**Given instruction:**
Take the records below from the line containing "Q: Locate a point on each instance of the rock" through their final line, and arrange those lines as a JSON list of strings, one string per line, with blank lines omitted.
===============
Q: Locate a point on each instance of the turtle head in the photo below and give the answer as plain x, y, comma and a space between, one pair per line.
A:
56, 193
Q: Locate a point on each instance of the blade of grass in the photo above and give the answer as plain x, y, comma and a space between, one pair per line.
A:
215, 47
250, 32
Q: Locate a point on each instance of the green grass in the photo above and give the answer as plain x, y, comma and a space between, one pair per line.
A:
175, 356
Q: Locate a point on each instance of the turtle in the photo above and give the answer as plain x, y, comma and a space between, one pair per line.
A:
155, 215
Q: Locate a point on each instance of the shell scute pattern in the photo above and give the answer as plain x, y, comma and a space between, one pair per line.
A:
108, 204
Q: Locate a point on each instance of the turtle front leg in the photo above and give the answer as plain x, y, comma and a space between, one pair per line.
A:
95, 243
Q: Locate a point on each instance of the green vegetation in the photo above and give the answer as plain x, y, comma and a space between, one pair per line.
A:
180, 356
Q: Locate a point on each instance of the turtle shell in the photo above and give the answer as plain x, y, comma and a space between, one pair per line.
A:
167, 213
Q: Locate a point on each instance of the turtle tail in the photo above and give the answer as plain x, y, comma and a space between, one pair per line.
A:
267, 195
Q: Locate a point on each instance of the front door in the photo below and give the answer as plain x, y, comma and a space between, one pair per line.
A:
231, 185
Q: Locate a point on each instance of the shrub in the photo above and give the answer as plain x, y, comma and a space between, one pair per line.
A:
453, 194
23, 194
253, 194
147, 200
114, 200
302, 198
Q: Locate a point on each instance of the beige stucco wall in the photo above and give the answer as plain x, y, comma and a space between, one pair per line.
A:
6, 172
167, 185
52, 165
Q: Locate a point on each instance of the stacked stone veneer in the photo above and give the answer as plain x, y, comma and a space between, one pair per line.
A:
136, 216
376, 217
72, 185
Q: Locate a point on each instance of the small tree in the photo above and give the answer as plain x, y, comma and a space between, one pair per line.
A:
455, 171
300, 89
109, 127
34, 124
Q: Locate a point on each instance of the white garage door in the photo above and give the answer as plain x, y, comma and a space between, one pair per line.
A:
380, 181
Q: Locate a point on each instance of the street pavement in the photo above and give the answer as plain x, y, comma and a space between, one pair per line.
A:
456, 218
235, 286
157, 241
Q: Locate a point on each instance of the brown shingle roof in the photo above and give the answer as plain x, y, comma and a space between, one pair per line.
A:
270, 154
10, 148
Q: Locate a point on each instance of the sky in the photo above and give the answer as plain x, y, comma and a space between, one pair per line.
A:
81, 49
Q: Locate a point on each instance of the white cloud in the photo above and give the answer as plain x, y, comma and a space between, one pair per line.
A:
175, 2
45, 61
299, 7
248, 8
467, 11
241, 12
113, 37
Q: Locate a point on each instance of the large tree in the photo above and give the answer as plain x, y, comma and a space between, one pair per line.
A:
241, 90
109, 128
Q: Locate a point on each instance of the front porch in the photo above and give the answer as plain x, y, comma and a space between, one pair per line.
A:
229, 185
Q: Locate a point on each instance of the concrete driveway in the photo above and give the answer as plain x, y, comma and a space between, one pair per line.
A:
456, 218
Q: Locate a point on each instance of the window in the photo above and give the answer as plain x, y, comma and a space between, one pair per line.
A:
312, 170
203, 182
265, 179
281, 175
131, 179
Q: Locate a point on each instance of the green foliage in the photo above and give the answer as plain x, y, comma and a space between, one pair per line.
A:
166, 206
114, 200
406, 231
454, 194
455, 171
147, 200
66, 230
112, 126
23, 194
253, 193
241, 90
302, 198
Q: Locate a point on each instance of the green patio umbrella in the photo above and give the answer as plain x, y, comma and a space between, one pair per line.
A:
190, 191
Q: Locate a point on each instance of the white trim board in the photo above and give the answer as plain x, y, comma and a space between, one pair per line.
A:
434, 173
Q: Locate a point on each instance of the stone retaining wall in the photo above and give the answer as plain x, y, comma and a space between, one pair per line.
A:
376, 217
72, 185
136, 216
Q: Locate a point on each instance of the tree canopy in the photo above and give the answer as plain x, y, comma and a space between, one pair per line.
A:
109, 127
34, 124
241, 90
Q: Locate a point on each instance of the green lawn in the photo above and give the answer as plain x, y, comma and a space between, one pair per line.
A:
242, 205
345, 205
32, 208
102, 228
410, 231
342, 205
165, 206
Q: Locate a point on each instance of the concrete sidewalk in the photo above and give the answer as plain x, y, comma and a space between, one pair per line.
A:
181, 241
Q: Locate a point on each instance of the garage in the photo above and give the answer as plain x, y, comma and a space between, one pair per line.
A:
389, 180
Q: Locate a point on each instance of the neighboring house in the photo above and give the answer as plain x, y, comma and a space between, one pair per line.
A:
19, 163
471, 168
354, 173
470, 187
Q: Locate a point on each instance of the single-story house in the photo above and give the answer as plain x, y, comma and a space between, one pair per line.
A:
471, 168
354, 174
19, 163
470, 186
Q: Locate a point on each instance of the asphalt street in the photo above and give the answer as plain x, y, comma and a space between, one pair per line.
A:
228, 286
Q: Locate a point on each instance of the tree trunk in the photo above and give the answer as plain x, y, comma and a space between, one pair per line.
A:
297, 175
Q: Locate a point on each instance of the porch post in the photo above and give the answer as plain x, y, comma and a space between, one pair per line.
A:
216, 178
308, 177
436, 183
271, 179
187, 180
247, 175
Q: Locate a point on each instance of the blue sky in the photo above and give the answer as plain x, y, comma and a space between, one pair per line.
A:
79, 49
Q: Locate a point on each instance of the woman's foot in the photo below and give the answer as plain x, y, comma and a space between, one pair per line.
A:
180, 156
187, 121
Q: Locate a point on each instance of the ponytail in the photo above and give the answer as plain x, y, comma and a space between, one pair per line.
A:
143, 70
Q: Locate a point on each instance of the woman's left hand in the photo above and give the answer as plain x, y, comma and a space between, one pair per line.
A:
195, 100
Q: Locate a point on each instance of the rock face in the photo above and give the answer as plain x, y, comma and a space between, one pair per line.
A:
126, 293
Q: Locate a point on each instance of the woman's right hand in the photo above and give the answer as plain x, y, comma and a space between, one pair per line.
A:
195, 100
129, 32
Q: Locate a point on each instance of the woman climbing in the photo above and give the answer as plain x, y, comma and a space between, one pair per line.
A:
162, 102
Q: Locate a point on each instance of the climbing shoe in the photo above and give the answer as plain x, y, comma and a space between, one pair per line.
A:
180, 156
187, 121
===============
**Answer to the problem:**
[
  "Q: Locate a point on each instance of the rock face in the photo above and give the answer as plain x, y, comma and a space between, one pair per line.",
  "A:",
  "126, 293",
  "Q: Locate a point on each instance of the woman's right hand in the photo above and give the answer as plain x, y, comma and a space between, one pair per line.",
  "A:",
  "195, 100",
  "129, 32",
  "Q: Locate a point on each instance of the woman climbing in the photo above and give the answer as plain x, y, comma and a space between, one pair per line.",
  "A:",
  "162, 102",
  "Q: Locate a point on each instance of the climbing shoe in the photo above and give the answer as plain x, y, comma and a space between, one pair per line.",
  "A:",
  "180, 156",
  "187, 121"
]